- _Text shown_:
==============================

Bird Depression: A Comprehensive Guide

bird depression

Bird depression is something that people did not take seriously until a few years ago. However, continuous studies regarding bird behavioral patterns have revealed that bird depression is real. While mild cases of depression come and go, severe cases, if not resolved, can result in a lot of problems for your pet bird. 

In this guide, we will discuss all that you need to know about bird depression. From signs of bird depression to the causes of how to get a bird out of depression, we will cover it all as you read on.

The Common Bird Depression Symptoms and Signs

Bird owners that don’t know much about bird depression have very little idea regarding the symptoms and signs of bird depression. However, if you see your pet bird displaying the following types of behaviors, then you should sit up and take notice. If the behavior persists for a long time, then you may have to consider taking your bird to an avian veterinarian.

Chronic Aggression

Birds, just like us humans, have emotions. Every once in awhile, they let out their emotions and the expression may be in the form of anger or aggression. This is completely normal and if your pet bird is occasionally aggressive, there is not much cause for concern.

However, if aggression becomes a regular thing, it means that something is fishy. In such a situation, you have to pay a visit to your trusted avian veterinarian and get a thorough check-up done. A physical check-up may often reveal medical conditions that are contributing to your bird’s bad mood.

Vocal Changes

Every bird has a typical way of voicing their expressions. As an owner, you grow accustomed to these voices over time, learning how the bird sounds when it is happy and how it sounds when it is experiencing some other emotion. If your bird is healthy both mentally and physically, it will stick to making the sounds that you have grown familiar with.

However, sometimes, birds can change how they voice themselves, which is a sign that something is not right. It may not always be a telltale sign of depression, but it is something that you should pay attention to. Often, birds tend to scream when they are frustrated or bored, and both boredom and frustration can lead to bird depression.

Appetite Loss

Birds are blessed with an incredibly fast metabolism, which means that they are frequent eaters. Unless they are suffering from tummy troubles, they usually don’t suffer from loss of appetite.

==============================

- _Exercise aim_:
Can you carry the bird depression guide forward from its last sentence? The lines after this point have nothing to do with the bird depression guide.

- _Recorded information_:
==============================

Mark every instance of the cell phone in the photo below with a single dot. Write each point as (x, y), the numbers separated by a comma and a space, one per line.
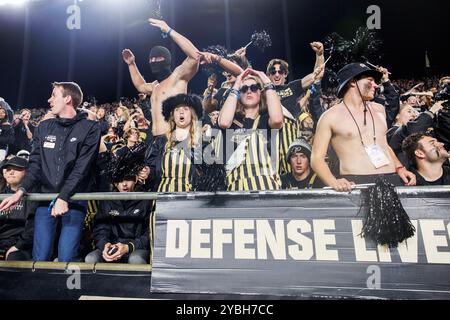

==============================

- _Written response_:
One of the ways how to tell your bird is depressed is to check for chronic appetite loss. If your pet bird has not had any food for two or three consecutive days, it may indicate depression, as birds typically bounce back to their typical eating habits in a day after their tummy troubles are resolved.

Feather Plucking

Plucking feathers is a sort of behavior that is not troublesome for birds if they do it once in a blue moon. However, if your pet bird is regularly plucking feathers, it can indicate bird depression. If left unchecked, it can become a destructive habit.

If there are bald patches on your pet bird consistently, then schedule an appointment with your avian veterinarian. Sometimes, skin issues may cause bald patches. However, if the vet rules out any physical health issues, it can mean that your bird is experiencing mental problems.

Stress Bars

Depression is often caused by stress and the best way to figure out whether or not your pet bird is stressed out is to look for stress bars on its feathers. Stress bars are horizontal lines that appear across the shafts of your pet bird’s feathers.

Looking for stress bars may often be troublesome for owners, especially on feathers that are still on the pet bird’s body. However, looking at molted feathers can give you a clearer picture of the presence of stress bars. If you find these stress bars, then it’s a sign that you need to start paying attention to the possible stressors present in your bird’s surroundings.

The Causes of Bird Depression

Lack of Attention from the Owner

Many people out there own birds but can’t give their pet birds the kind of attention they need to feel appreciated, respected, and loved. As mentioned before, birds are emotional beings. 

Some birds, such as African grays and cockatoos, are extremely intelligent. Owners of these birds need to spend time with them regularly. If owners can’t find time for their pet birds, then it’s likely that the birds will go on to suffer from a great deal of boredom, frustration, and anxiety. All three of these emotions lead to stress, which further leads to bird depression.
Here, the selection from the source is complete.